• **Problem to work on**
Continue the forum thread about the Excelsior model from the point where it stops.

• **Document excerpt**
• • •

The ship was just supposed to be an obstacle for Kirk and company
to narrowly escape from.


----------



## Griffworks (Jun 24, 2002)

Initial fan reaction was pretty negative, as I recall. Several friends of mine made comments like "butt ugly" and worse things I can't repeat here. 

Me, I was sorta on the fence, but it didn't take long for me to fall in love w/the _Excelsior_ after a few extra viewings of the movie. Especially once there were one or two stills from the movie that started showing up in magazines.


----------



## WarpCore Breach (Apr 27, 2005)

Jeff's right. I also heard that a lot of fans originally hated the Excelsior. I didn't hate it and I recall being mesmerized by it when it got it's first big scene on the movie screen.

I did know some people who at first disliked the Excelsior.. but I've always really liked it and was thrilled when Lunar Models came out with their big kit.


----------



## irishtrek (Sep 17, 2005)

Starseeker, if you go to the thread started bridger, stbilder.de ,and click on the link for the movies and then click on ST VI there is a very good image of the port side of the Excelsior, in fact there are a couple of images that would be helpful in determening the placment of the windows for the port side.
And since I printed out you drawings a while back I decided to compared the drawings to the images and the window placments do not match up 100%, a few match up though.


----------



## charonjr (Mar 27, 2000)

*Excelsior 3D*

here's a rendering of a model I developed in Lightwave 7 years ago and am now thinking of working on again to guide me in making a 1/350 kit.....someday.


----------



## Mr. Canoehead (Jun 12, 2006)

Hey does this thread offer hope that umm, dare I say... That it is possible... that we may acually have an acurate fabrication of the Excelsior?

"Dare to Dream Arnold, Dare to Dream...."


----------



## charonjr (Mar 27, 2000)

• • •

• **Data provided**
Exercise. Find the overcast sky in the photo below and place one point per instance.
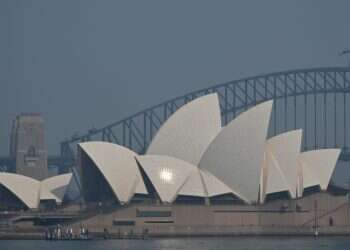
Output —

• • •

• **Exercise response**
If I have anything to do with it, yes. I just have to got off of my duff and get to work on it. Right now, I'm creating a work space for fabricating a basic plank on frame approach, using slices of my 3D work to guide me, and all other refs I can get my hands on. I think these plans on this thread may be very useful, but I am relying heavily on photos for the 3D model. I have to research Starseekers plans, compare them with a set of my own and work on this.

I was planning a 54" length, based on 1531' figure, but Starseeker has an interesting point. I'll have to think about it.

What I'm going to need is an engineer's advice. Even using a plank on frame mode with sheet plastic, the torque of the saucer section is going to be pretty hard to anchor down to the engineering hull and make it all hold together right.

But once I have these issues solved (I on my own here), including dead-on accuracy to the ILM hero, I plan on starting up a garage business to sell the Excelsior/1701B in the 1/350 scale.

Just me, intent is always good, but there's still a lot of work ahead.


----------



## Mr. Canoehead (Jun 12, 2006)

With the number of people looking for one I'm sure you won't come up short on offers of help.


----------



## Mr. Canoehead (Jun 12, 2006)

Modeler1964 said:


> Ok here is what I am coming up with as far as dimensions for a 2000 ft. Excelsior at 1/350th.
> Overall length= 68.5 inches
> Saucer diameter= 27 inches
> Nacelle length= 38 inches
> ...


----------



## Trek Ace (Jul 8, 2001)

I think that REL has a 1/350 fiberglass kit of the _Excelsior/Enterprise B_ planned in the near future. It might save someone a lot of effort - not that scratchbuilding one wouldn't be an interesting project!


----------



## Vaderman (Nov 2, 2002)

I actually believe it is Custom Replicas that will be doing it and REL will be commissioned to do the masters for it. I believe it is supposed to be a fiberglass kit.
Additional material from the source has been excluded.